◆ **Extracted data**
======
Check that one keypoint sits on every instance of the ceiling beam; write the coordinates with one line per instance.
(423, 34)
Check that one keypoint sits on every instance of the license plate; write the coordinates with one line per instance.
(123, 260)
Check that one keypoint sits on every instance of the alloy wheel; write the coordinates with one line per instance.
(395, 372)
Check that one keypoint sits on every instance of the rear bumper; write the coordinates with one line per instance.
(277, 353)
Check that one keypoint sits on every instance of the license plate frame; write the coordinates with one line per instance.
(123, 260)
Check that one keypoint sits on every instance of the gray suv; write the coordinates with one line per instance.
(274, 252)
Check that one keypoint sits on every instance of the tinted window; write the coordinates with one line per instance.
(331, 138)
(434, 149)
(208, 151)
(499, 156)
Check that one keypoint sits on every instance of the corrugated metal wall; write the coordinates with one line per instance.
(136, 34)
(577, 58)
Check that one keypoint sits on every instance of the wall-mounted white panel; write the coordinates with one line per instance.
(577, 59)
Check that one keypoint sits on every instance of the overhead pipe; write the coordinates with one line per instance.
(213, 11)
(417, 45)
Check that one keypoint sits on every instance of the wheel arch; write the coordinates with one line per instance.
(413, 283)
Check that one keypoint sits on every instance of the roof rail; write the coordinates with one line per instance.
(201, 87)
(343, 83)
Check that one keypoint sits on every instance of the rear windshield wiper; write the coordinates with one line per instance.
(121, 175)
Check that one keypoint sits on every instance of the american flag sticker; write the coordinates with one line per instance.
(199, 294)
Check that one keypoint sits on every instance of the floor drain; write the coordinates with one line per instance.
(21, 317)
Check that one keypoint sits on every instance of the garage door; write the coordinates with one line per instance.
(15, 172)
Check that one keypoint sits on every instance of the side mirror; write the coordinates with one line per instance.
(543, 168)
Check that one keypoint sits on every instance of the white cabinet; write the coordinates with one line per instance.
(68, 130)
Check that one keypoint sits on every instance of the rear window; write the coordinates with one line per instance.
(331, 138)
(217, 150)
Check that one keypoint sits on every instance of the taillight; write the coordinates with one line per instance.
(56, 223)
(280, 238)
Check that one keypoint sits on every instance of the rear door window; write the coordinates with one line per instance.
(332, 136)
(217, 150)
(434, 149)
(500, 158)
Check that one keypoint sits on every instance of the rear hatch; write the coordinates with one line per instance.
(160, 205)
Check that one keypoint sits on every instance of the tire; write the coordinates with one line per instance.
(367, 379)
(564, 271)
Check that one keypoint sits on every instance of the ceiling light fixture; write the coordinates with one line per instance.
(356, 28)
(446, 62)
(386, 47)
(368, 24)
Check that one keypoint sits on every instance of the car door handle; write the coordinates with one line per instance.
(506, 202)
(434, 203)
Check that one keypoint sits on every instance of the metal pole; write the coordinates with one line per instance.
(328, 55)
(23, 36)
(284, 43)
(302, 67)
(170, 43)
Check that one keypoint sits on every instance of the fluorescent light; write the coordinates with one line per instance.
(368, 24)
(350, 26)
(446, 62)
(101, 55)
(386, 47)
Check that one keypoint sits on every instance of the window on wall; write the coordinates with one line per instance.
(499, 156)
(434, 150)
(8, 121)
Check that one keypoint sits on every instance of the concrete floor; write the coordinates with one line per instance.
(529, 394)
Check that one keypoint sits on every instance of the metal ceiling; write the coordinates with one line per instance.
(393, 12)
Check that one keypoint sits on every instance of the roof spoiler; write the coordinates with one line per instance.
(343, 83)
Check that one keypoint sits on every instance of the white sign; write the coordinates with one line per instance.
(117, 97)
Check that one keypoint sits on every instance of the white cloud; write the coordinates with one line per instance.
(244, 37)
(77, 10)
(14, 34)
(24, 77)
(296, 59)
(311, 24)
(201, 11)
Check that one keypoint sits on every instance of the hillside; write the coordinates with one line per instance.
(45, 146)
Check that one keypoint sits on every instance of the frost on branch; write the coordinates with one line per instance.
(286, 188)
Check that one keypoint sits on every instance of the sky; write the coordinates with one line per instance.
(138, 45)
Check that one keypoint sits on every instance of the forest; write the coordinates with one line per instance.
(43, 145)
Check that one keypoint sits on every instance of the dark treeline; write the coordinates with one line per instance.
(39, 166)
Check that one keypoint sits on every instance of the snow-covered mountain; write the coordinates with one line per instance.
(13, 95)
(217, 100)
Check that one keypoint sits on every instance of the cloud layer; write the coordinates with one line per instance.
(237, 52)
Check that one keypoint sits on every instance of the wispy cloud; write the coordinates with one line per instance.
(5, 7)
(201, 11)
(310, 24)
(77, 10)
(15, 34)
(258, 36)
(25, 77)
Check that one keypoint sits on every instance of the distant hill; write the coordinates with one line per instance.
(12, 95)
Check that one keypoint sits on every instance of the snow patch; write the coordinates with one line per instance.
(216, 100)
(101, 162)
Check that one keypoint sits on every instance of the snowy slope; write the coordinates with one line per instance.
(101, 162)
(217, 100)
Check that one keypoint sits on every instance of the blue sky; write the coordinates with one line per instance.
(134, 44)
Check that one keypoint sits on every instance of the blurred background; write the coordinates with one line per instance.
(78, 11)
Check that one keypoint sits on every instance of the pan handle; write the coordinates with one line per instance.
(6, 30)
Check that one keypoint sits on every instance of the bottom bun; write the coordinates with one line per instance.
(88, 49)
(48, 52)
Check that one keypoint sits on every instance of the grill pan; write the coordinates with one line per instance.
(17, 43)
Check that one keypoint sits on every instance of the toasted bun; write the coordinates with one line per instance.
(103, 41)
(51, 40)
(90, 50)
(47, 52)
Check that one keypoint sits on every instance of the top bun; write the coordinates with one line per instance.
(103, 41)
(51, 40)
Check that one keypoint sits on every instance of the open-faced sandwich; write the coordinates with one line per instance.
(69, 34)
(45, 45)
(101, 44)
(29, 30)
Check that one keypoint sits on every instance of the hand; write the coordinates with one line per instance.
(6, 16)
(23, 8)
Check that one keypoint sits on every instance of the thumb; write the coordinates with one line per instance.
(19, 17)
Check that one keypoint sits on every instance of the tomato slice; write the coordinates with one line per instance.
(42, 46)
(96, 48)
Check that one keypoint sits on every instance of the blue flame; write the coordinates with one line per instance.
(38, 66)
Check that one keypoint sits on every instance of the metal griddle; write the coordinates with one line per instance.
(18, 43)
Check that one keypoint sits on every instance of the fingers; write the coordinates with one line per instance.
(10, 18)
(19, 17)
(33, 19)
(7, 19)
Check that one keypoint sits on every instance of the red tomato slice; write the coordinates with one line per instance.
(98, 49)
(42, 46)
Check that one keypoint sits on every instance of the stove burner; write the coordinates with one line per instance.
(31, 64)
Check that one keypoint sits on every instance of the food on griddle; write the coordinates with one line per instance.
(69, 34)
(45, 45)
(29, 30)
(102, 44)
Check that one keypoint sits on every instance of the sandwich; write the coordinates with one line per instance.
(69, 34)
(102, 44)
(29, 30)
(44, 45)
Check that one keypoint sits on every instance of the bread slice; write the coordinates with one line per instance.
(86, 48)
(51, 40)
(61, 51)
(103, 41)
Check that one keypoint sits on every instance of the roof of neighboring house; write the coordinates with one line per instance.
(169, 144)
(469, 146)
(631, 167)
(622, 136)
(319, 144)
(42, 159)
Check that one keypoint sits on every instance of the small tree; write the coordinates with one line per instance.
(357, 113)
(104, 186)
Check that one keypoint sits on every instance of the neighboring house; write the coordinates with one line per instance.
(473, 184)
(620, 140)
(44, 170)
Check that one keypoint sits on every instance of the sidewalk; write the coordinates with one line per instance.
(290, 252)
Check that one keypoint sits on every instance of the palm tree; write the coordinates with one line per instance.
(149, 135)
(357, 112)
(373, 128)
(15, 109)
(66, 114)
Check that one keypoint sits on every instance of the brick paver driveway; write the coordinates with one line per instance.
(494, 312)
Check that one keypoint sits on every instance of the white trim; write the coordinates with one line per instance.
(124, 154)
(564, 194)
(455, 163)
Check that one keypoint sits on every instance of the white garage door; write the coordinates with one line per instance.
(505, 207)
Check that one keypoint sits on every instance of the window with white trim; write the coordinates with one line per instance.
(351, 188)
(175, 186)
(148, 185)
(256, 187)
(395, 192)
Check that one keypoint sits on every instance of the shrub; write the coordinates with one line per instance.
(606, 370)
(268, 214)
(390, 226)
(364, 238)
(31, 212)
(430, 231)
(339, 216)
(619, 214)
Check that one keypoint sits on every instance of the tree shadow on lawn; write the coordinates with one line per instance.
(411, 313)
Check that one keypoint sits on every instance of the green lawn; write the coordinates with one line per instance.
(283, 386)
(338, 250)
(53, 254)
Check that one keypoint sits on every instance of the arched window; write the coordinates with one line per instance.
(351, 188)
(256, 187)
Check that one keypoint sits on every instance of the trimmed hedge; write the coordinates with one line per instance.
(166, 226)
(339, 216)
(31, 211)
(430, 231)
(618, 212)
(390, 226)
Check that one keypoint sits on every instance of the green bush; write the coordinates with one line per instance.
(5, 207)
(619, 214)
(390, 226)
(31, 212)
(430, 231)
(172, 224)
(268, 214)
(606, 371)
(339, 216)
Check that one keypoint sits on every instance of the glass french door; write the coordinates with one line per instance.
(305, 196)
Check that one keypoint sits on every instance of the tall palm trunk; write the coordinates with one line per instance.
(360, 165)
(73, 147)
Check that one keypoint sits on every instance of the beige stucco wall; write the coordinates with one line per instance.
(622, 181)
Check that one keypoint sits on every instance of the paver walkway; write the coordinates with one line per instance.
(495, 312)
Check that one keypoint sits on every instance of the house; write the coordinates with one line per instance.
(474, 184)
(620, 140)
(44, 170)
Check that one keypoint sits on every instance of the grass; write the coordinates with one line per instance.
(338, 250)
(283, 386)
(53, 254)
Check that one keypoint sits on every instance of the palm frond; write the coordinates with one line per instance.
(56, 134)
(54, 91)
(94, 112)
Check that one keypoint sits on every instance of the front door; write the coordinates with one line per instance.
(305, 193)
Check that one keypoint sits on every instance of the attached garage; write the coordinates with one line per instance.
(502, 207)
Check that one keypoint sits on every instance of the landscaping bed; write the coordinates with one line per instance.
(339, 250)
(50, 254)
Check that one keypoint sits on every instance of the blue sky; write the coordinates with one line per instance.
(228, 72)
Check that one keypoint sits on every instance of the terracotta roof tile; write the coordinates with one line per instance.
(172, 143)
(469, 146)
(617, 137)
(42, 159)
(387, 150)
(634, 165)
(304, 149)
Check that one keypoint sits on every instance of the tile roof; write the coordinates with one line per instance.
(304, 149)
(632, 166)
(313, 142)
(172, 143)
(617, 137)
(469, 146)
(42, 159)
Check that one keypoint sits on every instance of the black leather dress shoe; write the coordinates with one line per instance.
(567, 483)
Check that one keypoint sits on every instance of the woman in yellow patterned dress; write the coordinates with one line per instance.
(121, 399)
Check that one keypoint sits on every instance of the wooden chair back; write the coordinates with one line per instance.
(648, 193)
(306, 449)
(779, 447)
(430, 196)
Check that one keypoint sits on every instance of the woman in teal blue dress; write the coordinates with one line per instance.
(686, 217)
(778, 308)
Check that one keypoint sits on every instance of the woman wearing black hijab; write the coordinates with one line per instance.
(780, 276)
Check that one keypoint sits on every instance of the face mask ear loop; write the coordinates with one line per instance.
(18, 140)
======
◆ **Requirement**
Return the lines from the line containing "Check that one keypoint sits on every instance of the black" to the end of the entries above, exactly as they appear and with no other output.

◆ **Solution**
Check that one keypoint sits on every instance of the black leather dress shoe; write the coordinates with one line per instance.
(567, 483)
Check that one keypoint sits on every instance of the woman in yellow patterned dress; write the coordinates with one line per instance.
(121, 399)
Check that one keypoint sits on every instance of the wooden chair back; write the coordinates with one line per instance.
(648, 193)
(306, 449)
(779, 447)
(430, 196)
Check that one keypoint sits on every instance of the woman in teal blue dress; write the coordinates with one line per instance.
(686, 217)
(778, 308)
Check that one keypoint sits on every instance of the woman wearing black hijab; write the coordinates with one line per instance.
(780, 276)
Check that one keypoint sits on every instance of the face mask ear loop; write the coordinates with one line per instance.
(18, 140)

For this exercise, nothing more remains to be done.